Tales of Trevor behind the Kennedy collection

“Here is the remarkable story of a West Australian born into relatively humble circumstances in the remote fishing and farming town of Albany rising to the pinnacle where his prime minister offered, then urged him to accept, the role of ambassador to the US,” writes ROBERT MACKLIN

THE huge Trevor Kennedy collection showing at the National Museum has the capacity to transform our appreciation of the road we have travelled these last 200 years.

Robert Macklin.

It’s a little like the SBS television series “Australia in Colour” but so vast that it will take many journeys to the NMA to fully understand – and even to relive – the experience of our becoming Australians today. 

It doesn’t attempt to engage with the Aboriginal world. For that, Kennedy – often with his wife Christina – has invested very substantially in Australian films such as the highly praised “High Country” or “Goldstone”, which screened recently on ABC television. 

But it’s the story behind the Australiana collection that I found most interesting, since by chance I have spent the last 18 months researching and writing Trevor Kennedy’s biography. 

It was a commissioned work, but undertaken only after a pledge from the subject that he would answer all my questions truthfully. And though his 79-year-old memory is “patchy” – by the end of the process I was very happy to put my name to it.

**Dataset:**
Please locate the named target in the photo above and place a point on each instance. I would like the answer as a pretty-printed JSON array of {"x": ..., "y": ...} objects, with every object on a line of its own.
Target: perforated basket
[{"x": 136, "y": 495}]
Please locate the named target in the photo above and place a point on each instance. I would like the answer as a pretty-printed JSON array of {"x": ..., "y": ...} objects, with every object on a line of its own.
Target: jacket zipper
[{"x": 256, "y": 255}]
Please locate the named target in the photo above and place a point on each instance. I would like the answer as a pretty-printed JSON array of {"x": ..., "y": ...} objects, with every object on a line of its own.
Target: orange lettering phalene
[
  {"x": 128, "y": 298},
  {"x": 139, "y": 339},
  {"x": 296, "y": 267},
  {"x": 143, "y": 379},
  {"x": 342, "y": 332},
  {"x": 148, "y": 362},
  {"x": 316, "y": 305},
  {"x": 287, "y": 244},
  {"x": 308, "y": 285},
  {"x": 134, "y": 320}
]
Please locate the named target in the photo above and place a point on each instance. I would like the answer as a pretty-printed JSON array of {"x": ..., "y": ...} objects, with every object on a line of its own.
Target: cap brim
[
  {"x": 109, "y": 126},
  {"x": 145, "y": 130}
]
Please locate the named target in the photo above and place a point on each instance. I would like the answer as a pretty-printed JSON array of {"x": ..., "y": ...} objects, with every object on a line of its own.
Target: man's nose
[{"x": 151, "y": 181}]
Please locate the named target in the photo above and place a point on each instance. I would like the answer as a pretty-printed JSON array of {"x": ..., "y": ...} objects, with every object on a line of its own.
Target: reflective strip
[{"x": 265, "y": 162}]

**Exercise set:**
1. Please write out the article on the Kennedy collection again, everything from "Robert Macklin." down to "Trevor Kennedy’s biography.", substituting "visits" for "journeys".
2. Answer these from the article on the Kennedy collection:
(a) At which institution is the collection showing?
(b) For how long has the writer been researching and writing the biography?
(c) Which film is said to have screened recently on ABC television?

**Full solutions:**
1.
Robert Macklin.

It’s a little like the SBS television series “Australia in Colour” but so vast that it will take many visits to the NMA to fully understand – and even to relive – the experience of our becoming Australians today. 

It doesn’t attempt to engage with the Aboriginal world. For that, Kennedy – often with his wife Christina – has invested very substantially in Australian films such as the highly praised “High Country” or “Goldstone”, which screened recently on ABC television. 

But it’s the story behind the Australiana collection that I found most interesting, since by chance I have spent the last 18 months researching and writing Trevor Kennedy’s biography.

2.
(a) The National Museum
(b) The last 18 months
(c) "Goldstone"